## EXERCISE REQUIREMENTS
Retype the entries verbatim, beginning with their first line and continuing through the line that contains "[[109, 175], [217, 331], [225, 214]]", with both ends included. Omit the pictures from your copy.

## Entries from a dataset
────────────────

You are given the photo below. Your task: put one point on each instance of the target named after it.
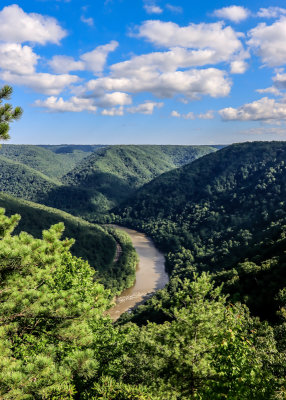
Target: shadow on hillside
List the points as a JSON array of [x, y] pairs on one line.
[[101, 192]]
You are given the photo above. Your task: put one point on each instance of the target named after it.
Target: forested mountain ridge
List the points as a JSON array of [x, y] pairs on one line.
[[106, 177], [92, 243], [23, 181], [224, 213], [53, 161]]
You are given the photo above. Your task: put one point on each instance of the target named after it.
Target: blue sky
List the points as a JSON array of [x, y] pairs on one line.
[[143, 71]]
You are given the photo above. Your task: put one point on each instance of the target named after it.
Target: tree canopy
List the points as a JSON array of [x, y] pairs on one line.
[[7, 112]]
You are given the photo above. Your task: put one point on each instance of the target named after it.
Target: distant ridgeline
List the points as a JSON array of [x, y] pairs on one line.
[[86, 180], [224, 213], [221, 220]]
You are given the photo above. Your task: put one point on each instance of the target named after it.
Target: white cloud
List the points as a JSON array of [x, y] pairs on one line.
[[263, 130], [271, 12], [40, 82], [269, 42], [113, 112], [272, 90], [65, 64], [18, 26], [114, 99], [265, 109], [197, 36], [17, 59], [74, 104], [280, 80], [87, 21], [174, 9], [94, 60], [190, 115], [175, 114], [238, 67], [208, 115], [152, 9], [145, 108], [191, 83], [233, 13]]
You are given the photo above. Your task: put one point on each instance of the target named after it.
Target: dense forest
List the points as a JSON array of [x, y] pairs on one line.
[[109, 175], [217, 331], [225, 214]]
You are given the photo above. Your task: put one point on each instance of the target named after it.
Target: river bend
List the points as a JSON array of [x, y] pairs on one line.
[[150, 274]]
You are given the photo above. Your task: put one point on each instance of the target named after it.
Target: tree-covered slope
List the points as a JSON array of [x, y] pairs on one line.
[[109, 175], [23, 181], [92, 243], [225, 213], [51, 163]]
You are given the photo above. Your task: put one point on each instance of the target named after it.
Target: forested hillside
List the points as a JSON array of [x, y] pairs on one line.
[[53, 161], [92, 243], [224, 213], [109, 175], [23, 181]]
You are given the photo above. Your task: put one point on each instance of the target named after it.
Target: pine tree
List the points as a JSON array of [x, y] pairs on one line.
[[51, 318], [7, 113]]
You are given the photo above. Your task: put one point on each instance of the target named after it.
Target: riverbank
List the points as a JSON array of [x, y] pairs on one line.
[[150, 274]]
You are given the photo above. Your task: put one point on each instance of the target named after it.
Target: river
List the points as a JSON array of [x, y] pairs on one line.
[[150, 274]]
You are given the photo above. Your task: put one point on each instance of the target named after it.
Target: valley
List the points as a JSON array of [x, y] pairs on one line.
[[214, 217]]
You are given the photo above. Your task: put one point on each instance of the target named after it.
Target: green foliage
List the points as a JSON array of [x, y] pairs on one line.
[[208, 350], [22, 181], [109, 389], [50, 316], [49, 163], [7, 113], [92, 243], [109, 175], [227, 210]]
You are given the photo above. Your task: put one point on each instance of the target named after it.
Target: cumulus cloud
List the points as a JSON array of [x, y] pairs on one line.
[[114, 99], [190, 115], [65, 64], [272, 90], [145, 108], [174, 9], [113, 112], [40, 82], [191, 83], [238, 67], [74, 104], [269, 42], [18, 26], [196, 36], [87, 21], [232, 13], [265, 109], [17, 59], [152, 9], [93, 61], [280, 80], [271, 12], [208, 115]]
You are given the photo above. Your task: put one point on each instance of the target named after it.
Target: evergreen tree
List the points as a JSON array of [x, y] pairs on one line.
[[51, 319], [7, 113]]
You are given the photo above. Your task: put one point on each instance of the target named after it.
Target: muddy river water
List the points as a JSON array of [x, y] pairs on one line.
[[150, 274]]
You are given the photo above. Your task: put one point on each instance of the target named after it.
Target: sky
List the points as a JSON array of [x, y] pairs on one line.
[[144, 71]]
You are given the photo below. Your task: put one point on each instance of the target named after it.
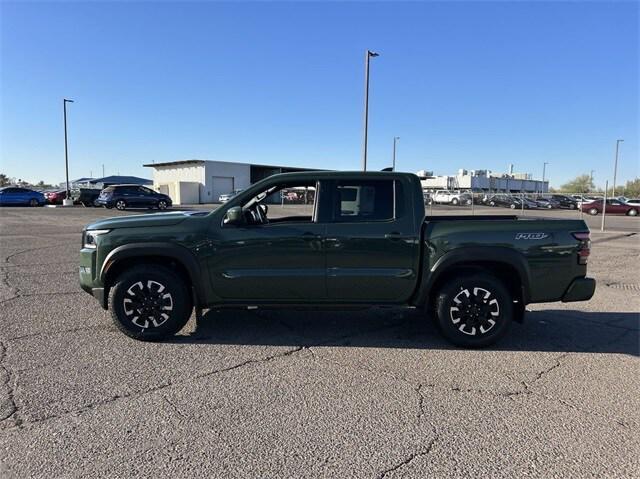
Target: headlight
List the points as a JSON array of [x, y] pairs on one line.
[[90, 237]]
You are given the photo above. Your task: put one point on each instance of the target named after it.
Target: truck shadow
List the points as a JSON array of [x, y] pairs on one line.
[[549, 330]]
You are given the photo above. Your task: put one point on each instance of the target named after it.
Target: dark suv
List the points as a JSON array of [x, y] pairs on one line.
[[132, 196]]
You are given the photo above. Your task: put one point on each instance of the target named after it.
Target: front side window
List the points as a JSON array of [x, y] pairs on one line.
[[283, 203], [367, 200]]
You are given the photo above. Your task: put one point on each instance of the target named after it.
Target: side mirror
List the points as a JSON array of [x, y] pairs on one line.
[[234, 215]]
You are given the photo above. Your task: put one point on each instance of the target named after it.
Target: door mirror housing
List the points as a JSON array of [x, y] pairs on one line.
[[234, 215]]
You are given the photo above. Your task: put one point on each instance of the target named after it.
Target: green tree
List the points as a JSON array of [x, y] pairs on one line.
[[580, 184], [632, 188]]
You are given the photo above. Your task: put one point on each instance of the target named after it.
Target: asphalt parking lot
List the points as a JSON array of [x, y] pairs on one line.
[[366, 394]]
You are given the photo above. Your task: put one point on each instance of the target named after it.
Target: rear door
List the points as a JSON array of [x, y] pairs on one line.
[[371, 242]]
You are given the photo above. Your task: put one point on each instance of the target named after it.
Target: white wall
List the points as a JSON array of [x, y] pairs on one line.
[[200, 174], [188, 192], [241, 173]]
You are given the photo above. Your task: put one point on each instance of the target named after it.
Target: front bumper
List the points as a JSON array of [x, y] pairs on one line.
[[580, 289], [104, 202]]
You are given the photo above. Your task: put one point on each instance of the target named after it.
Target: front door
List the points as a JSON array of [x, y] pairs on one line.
[[282, 260], [372, 242]]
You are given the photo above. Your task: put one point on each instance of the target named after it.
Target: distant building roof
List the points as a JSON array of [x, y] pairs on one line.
[[118, 180], [176, 163], [202, 162]]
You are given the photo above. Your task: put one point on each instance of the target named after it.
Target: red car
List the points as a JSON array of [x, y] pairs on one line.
[[55, 197], [614, 207]]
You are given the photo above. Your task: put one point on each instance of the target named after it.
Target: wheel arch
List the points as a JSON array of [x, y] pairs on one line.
[[174, 257], [505, 264]]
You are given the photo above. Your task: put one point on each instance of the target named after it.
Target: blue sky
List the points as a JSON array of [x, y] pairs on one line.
[[474, 85]]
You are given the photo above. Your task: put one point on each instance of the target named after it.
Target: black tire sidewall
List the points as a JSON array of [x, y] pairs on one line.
[[445, 299], [173, 283]]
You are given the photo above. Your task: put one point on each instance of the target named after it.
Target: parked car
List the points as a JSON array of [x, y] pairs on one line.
[[548, 203], [55, 197], [565, 201], [122, 197], [448, 197], [582, 199], [85, 196], [510, 201], [614, 207], [15, 195], [367, 243], [227, 196]]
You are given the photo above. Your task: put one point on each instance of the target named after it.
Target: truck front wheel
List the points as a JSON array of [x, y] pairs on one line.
[[150, 303], [474, 310]]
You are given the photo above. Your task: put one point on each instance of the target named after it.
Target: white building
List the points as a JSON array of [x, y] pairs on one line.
[[484, 180], [203, 181]]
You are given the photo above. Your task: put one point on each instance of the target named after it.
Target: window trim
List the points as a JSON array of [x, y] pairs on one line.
[[333, 185]]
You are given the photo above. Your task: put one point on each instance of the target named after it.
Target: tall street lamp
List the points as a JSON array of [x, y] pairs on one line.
[[367, 57], [67, 199], [395, 140], [615, 167]]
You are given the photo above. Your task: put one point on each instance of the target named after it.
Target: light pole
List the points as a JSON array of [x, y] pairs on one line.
[[367, 57], [395, 139], [615, 167], [67, 201]]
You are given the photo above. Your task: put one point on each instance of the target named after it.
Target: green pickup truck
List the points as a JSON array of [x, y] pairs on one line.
[[357, 239]]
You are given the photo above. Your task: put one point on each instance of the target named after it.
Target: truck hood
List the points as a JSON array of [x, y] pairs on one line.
[[136, 221]]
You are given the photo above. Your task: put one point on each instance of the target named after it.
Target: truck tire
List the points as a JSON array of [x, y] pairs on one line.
[[150, 303], [474, 310]]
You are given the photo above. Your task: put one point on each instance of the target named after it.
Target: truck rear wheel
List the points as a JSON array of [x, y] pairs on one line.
[[474, 310], [150, 303]]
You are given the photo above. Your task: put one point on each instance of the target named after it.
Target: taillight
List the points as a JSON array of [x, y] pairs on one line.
[[584, 247]]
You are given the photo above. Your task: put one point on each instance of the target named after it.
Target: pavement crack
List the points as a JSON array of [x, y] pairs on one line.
[[410, 458], [159, 387], [12, 407]]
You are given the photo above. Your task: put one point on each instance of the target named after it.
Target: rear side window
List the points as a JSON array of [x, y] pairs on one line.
[[366, 200]]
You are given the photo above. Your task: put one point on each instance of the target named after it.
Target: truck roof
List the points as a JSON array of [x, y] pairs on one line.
[[309, 175]]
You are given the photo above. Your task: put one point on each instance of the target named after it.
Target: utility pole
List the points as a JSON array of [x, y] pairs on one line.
[[395, 139], [615, 167], [368, 55], [67, 199]]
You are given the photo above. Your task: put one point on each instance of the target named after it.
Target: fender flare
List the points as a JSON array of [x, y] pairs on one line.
[[475, 254], [172, 251]]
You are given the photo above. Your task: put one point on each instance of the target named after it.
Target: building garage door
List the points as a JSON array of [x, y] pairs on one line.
[[221, 185]]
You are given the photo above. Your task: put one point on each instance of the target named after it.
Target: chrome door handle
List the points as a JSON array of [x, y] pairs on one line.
[[311, 237]]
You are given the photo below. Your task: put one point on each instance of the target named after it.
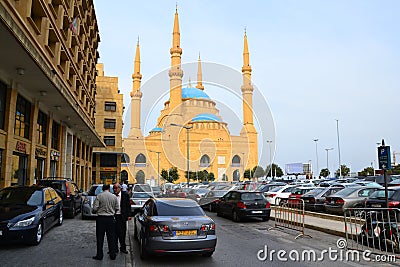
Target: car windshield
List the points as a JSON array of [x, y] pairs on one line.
[[141, 195], [252, 196], [97, 189], [171, 209], [21, 196]]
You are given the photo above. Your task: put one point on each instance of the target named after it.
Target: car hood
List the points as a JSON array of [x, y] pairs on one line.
[[10, 211]]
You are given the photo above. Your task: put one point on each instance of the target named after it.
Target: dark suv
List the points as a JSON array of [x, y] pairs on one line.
[[68, 190]]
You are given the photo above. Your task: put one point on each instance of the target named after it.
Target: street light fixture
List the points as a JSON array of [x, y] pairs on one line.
[[340, 165], [158, 166], [270, 156], [316, 153], [187, 146], [327, 159]]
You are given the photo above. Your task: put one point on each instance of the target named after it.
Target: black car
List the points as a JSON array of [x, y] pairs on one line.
[[174, 226], [315, 199], [68, 190], [27, 212], [240, 204]]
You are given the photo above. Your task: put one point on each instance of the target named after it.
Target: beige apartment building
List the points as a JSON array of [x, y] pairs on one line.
[[48, 53], [190, 123], [109, 111]]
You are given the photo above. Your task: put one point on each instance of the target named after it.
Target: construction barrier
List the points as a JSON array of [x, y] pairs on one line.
[[373, 229], [289, 213]]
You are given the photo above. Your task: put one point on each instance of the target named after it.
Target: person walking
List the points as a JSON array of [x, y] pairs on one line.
[[121, 217], [105, 205]]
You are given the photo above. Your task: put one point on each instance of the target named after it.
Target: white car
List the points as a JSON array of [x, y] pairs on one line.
[[282, 192]]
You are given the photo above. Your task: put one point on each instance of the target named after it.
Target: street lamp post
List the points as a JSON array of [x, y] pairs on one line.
[[270, 156], [340, 166], [158, 166], [187, 145], [327, 159], [316, 153]]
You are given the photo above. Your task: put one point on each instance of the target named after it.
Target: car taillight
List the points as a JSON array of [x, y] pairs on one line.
[[393, 203], [339, 201], [241, 205]]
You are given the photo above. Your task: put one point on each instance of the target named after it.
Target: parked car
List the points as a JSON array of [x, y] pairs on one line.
[[350, 197], [156, 191], [210, 200], [138, 199], [88, 199], [378, 199], [315, 199], [27, 212], [279, 195], [297, 192], [71, 195], [240, 204], [174, 226]]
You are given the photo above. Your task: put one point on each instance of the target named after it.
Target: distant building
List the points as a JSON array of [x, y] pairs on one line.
[[109, 111], [48, 52], [190, 111]]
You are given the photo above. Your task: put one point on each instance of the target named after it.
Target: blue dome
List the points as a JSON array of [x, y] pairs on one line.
[[156, 129], [191, 92], [206, 117]]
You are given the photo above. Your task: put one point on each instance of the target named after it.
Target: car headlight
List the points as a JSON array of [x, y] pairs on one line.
[[24, 223]]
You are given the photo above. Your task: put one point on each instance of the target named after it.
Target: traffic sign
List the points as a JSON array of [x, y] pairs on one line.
[[384, 158]]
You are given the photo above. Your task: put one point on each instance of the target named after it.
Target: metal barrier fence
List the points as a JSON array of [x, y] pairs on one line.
[[373, 229], [290, 214]]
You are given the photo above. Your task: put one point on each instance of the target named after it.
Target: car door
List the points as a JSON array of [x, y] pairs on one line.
[[49, 210]]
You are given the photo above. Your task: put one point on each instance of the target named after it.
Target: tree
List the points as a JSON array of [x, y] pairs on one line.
[[368, 171], [345, 171], [324, 173], [276, 171], [258, 171]]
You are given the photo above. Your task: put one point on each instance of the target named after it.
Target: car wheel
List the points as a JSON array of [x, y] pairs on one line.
[[143, 253], [60, 217], [235, 216], [38, 236], [208, 254]]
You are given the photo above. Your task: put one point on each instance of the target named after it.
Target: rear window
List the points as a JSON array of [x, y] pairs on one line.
[[380, 194], [165, 209], [252, 196]]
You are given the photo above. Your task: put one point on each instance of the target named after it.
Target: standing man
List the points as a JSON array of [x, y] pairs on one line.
[[105, 205], [121, 217]]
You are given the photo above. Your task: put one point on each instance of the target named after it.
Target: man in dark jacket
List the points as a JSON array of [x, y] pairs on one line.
[[122, 216]]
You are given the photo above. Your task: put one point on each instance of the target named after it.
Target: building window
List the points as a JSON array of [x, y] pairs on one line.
[[109, 140], [110, 106], [109, 123], [205, 161], [22, 117], [55, 135], [3, 95], [42, 128]]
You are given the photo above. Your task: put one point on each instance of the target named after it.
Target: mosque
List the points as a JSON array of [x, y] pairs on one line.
[[189, 134]]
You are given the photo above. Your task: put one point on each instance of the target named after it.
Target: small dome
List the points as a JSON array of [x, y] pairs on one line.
[[191, 92], [156, 129], [206, 117]]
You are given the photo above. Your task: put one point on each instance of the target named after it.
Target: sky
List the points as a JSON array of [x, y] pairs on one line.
[[319, 68]]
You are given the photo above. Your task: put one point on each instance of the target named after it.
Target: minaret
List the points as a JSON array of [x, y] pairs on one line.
[[175, 73], [247, 89], [199, 75], [136, 96]]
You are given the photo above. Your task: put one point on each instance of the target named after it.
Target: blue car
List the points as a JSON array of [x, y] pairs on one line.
[[27, 212]]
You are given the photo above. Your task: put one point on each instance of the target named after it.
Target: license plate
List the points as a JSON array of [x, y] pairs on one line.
[[186, 232]]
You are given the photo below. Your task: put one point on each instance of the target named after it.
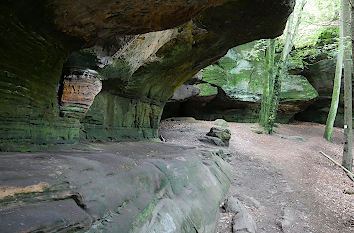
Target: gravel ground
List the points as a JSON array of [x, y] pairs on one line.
[[282, 179]]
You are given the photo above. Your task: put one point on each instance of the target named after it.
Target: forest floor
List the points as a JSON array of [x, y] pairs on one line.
[[282, 179]]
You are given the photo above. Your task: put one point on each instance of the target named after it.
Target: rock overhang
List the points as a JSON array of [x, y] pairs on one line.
[[149, 66]]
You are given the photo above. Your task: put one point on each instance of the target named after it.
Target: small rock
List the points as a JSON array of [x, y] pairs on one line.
[[242, 221], [221, 133], [212, 140], [221, 122]]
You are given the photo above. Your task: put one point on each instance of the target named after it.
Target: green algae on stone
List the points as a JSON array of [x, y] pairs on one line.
[[207, 90]]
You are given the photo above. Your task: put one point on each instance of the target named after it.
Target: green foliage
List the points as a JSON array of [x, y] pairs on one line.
[[117, 70], [207, 89]]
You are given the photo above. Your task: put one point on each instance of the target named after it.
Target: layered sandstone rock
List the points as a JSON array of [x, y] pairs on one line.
[[140, 72]]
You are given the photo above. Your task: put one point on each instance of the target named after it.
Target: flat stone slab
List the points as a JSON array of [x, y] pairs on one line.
[[121, 187]]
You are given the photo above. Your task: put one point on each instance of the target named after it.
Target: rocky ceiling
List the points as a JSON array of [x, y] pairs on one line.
[[58, 55]]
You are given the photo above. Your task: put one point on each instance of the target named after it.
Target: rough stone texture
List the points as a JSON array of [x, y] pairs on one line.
[[115, 118], [221, 133], [128, 187], [232, 89], [221, 122], [185, 92], [242, 221], [78, 92], [37, 38]]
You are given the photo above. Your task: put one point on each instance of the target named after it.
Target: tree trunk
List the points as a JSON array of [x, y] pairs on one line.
[[268, 86], [347, 161], [272, 101], [337, 82]]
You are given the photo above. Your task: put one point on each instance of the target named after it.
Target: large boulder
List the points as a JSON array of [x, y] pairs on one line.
[[232, 88], [125, 188], [140, 67]]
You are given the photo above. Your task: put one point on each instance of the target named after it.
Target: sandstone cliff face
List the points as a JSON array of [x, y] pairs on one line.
[[139, 72], [232, 89]]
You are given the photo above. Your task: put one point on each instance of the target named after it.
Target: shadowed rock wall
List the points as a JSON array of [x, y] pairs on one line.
[[139, 71]]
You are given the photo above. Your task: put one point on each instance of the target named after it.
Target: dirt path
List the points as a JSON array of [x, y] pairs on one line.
[[281, 179]]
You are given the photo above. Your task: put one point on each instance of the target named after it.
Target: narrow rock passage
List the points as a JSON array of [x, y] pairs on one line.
[[282, 180]]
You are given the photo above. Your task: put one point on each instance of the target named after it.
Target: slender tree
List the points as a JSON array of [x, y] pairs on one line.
[[337, 83], [272, 84], [347, 161], [268, 86]]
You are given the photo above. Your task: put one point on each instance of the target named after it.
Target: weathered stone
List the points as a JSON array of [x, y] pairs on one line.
[[222, 133], [127, 187], [232, 89], [242, 221], [143, 68], [185, 92], [78, 91], [212, 140], [221, 123]]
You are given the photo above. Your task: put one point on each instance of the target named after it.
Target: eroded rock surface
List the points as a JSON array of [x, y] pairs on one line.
[[128, 187], [232, 89], [140, 66]]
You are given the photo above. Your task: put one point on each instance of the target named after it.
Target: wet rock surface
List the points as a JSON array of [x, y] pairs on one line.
[[275, 192], [140, 66], [127, 187]]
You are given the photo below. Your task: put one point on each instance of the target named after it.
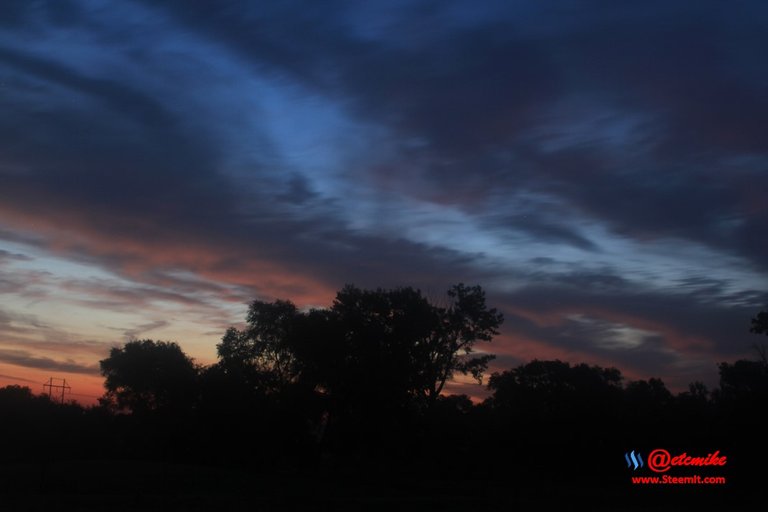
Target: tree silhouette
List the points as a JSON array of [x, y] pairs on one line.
[[760, 323], [148, 376]]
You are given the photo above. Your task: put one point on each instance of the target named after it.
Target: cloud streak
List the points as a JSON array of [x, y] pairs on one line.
[[599, 169]]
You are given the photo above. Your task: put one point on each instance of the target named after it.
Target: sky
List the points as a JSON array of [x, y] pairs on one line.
[[600, 168]]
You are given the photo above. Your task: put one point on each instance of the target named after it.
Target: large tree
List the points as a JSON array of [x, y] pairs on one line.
[[370, 345], [145, 375]]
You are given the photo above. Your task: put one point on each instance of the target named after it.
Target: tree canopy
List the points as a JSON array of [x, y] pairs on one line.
[[147, 375]]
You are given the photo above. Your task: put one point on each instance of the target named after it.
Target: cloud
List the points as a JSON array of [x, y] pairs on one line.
[[599, 169], [28, 360]]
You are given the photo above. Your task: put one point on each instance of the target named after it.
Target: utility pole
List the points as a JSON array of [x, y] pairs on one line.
[[64, 387]]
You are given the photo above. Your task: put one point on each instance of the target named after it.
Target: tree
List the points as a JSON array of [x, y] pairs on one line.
[[148, 376], [760, 323], [261, 357], [394, 345]]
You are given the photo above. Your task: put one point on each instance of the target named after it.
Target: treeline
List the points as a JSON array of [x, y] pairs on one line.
[[358, 388]]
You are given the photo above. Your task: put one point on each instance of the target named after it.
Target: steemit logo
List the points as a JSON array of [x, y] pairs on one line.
[[633, 458]]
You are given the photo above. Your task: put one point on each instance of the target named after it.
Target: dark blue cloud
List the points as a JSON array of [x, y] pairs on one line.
[[587, 156]]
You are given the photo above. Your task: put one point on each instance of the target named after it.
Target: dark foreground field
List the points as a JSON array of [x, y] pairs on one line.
[[133, 486]]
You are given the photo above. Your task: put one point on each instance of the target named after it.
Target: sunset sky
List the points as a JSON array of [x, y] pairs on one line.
[[599, 167]]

────────────────

## OUTPUT
You are given the photo below. Your task: put one point on each instance of the target named after it.
Target: shadow on hillside
List the points as a JSON array of [x, y] pairs on one line.
[[101, 192]]
You are given the photo above. Your task: put one point on each instance of the target named after it.
Target: forested mountain ridge
List the points as a JSON array of [x, y] pairs on one line.
[[106, 177], [92, 243], [23, 181], [224, 213], [53, 161]]
You are given the photo above. Your task: put one point on each instance of the target named after it.
Target: blue sky
List the points as a JSON array of [x, y] pairs on one line.
[[143, 71]]
You are given the photo above. Your task: put one point on each instance of the target named after it.
Target: tree canopy
List the points as a JSON array of [x, y] pairs on one line.
[[7, 112]]
You are given the photo above. Your task: put one point on each instance of the target named after it.
Target: distant ridgeline
List the points as a JSON array of [x, y] pairs on one line.
[[86, 180], [224, 213], [221, 220]]
You are given the photo above. Your task: put one point on each instance of the target named after it.
Target: white cloud
List the points as a JSON array of [x, y] pairs on one line.
[[263, 130], [271, 12], [40, 82], [269, 42], [113, 112], [272, 90], [65, 64], [18, 26], [114, 99], [265, 109], [197, 36], [17, 59], [74, 104], [280, 80], [87, 21], [174, 9], [94, 60], [190, 115], [175, 114], [238, 67], [208, 115], [152, 9], [145, 108], [191, 83], [233, 13]]
You are given the photo above. Your task: put one point on each instance of the target named after it.
Target: dense forest
List the points as a JSON array of [x, y] pairs on one line.
[[109, 175], [217, 331], [225, 214]]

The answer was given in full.